▶ **To be done**: Rewrite the lines below, beginning at the line that has "Locate the sky" and stopping after the line that has "(1040, 761)", with "marker" replaced by "dot" and everything else left as it is.

━━━━━━━━━━━━━━━━━━━━

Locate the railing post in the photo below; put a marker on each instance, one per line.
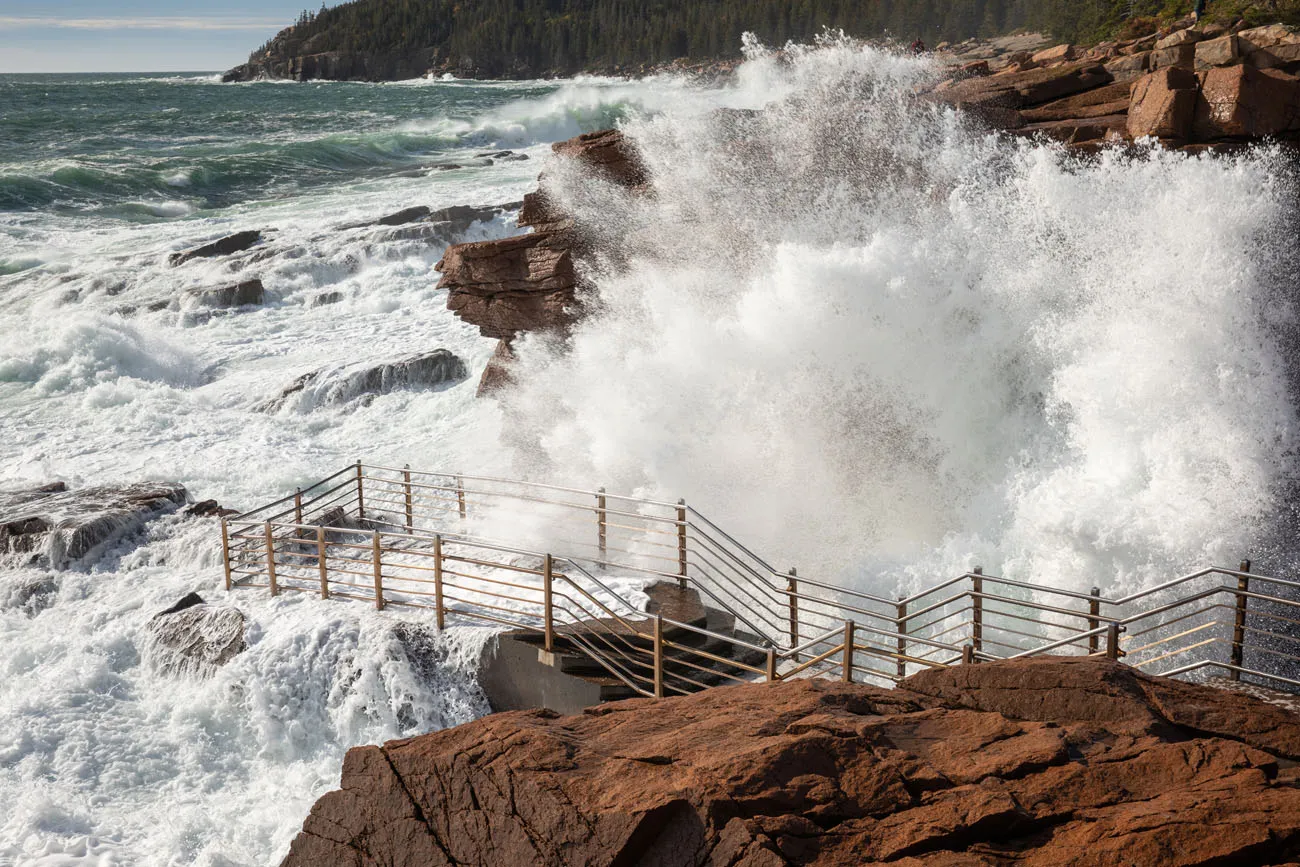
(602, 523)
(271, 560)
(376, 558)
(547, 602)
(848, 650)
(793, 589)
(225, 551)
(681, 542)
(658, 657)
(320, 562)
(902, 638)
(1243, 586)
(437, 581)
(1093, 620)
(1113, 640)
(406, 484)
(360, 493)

━━━━━━━━━━━━━━━━━━━━

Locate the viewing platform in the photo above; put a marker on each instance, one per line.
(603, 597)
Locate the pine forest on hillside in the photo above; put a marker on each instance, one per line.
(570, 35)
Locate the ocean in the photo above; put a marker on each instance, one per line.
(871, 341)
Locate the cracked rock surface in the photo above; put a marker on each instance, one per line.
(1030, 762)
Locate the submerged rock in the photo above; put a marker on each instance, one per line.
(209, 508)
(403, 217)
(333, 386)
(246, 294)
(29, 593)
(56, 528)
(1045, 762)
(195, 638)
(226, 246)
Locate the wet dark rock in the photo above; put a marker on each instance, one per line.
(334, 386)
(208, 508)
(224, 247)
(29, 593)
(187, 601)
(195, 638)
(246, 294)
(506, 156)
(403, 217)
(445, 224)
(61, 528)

━━━━━━━━━━━━━━━━━━━━

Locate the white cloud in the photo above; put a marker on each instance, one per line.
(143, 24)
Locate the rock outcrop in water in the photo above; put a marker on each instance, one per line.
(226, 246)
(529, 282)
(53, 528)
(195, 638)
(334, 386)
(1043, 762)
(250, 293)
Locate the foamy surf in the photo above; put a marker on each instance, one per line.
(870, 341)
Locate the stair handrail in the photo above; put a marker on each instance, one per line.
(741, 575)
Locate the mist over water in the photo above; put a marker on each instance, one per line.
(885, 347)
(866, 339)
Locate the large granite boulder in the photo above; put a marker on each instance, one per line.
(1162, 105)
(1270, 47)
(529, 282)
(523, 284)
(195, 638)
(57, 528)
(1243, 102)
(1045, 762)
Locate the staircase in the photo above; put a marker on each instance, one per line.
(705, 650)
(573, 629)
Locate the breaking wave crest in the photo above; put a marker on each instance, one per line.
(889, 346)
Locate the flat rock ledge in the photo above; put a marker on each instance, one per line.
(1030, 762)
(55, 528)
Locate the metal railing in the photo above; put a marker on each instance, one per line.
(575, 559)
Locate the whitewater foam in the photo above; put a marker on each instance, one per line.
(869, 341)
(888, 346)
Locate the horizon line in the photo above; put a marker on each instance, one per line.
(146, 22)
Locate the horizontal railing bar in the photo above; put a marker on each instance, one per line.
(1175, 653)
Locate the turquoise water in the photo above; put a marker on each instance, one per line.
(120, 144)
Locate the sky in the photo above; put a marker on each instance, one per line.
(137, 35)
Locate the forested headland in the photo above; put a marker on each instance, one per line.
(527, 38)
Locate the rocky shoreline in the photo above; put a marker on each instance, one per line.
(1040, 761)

━━━━━━━━━━━━━━━━━━━━

▶ **Written answer**:
Locate the sky in the photo above; put a dot on each instance, one per line.
(137, 35)
Locate the forested headland in the photo above; put a dot on each instance, one per line.
(527, 38)
Locate the rocky shoreline in the photo above; put a dot on each instance, one per line.
(1040, 761)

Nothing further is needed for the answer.